TAREFAS E EXERCÍCIOS:
(A) Liste todas as sociedades, associações e academias citadas no texto sobre reversões estéticas.
(B) Reescreva o trecho do texto sobre reversões estéticas que começa nas palavras "No Brasil, os" e para depois de "2020 e 2021.", trocando "Reino Unido" por "Canadá".

TEXTO DO DOCUMENTO:
========================================

No Brasil, os dados acompanham a tendência. De acordo com a Sociedade Internacional de Cirurgia Plástica Estética, o número de remoções de próteses mamárias mais que dobrou entre 2019 e 2023, passando de 19.355 para 41.314 procedimentos. Lá fora, o movimento também se intensifica. No Reino Unido, a Associação Britânica de Cirurgiões Plásticos Estéticos registrou uma queda de 27% na procura por preenchimentos faciais em 2023. Nos Estados Unidos, a Academia Americana de Cirurgia Plástica Facial detectou uma redução de 14% nas aplicações em 2022 em relação ao ano anterior, enquanto a Sociedade Americana de Cirurgia Plástica Estética apontou um aumento de 57% na procura por dissoluções desses procedimentos entre 2020 e 2021.

Mesmo sem estatísticas oficiais no Brasil sobre reversões estéticas faciais, dermatologistas e cirurgiões relatam um aumento expressivo na procura. Segundo Daniel Coimbra, da Sociedade Brasileira de Dermatologia, a maior parte dos casos envolve preenchimentos de ácido hialurônico aplicados sem critério técnico, em locais incorretos ou por profissionais não qualificados. Regiões como lábios, olheiras e mandíbula concentram a demanda por dissolução com hialuronidase, enzima que quebra o ácido hialurônico.

========================================

REGISTROS DE DADOS:
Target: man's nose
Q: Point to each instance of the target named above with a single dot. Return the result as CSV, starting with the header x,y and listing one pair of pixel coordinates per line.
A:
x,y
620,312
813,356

========================================

RESPOSTAS DOS EXERCÍCIOS:
(A)
- Sociedade Internacional de Cirurgia Plástica Estética
- Associação Britânica de Cirurgiões Plásticos Estéticos
- Academia Americana de Cirurgia Plástica Facial
- Sociedade Americana de Cirurgia Plástica Estética
- Sociedade Brasileira de Dermatologia

(B)
No Brasil, os dados acompanham a tendência. De acordo com a Sociedade Internacional de Cirurgia Plástica Estética, o número de remoções de próteses mamárias mais que dobrou entre 2019 e 2023, passando de 19.355 para 41.314 procedimentos. Lá fora, o movimento também se intensifica. No Canadá, a Associação Britânica de Cirurgiões Plásticos Estéticos registrou uma queda de 27% na procura por preenchimentos faciais em 2023. Nos Estados Unidos, a Academia Americana de Cirurgia Plástica Facial detectou uma redução de 14% nas aplicações em 2022 em relação ao ano anterior, enquanto a Sociedade Americana de Cirurgia Plástica Estética apontou um aumento de 57% na procura por dissoluções desses procedimentos entre 2020 e 2021.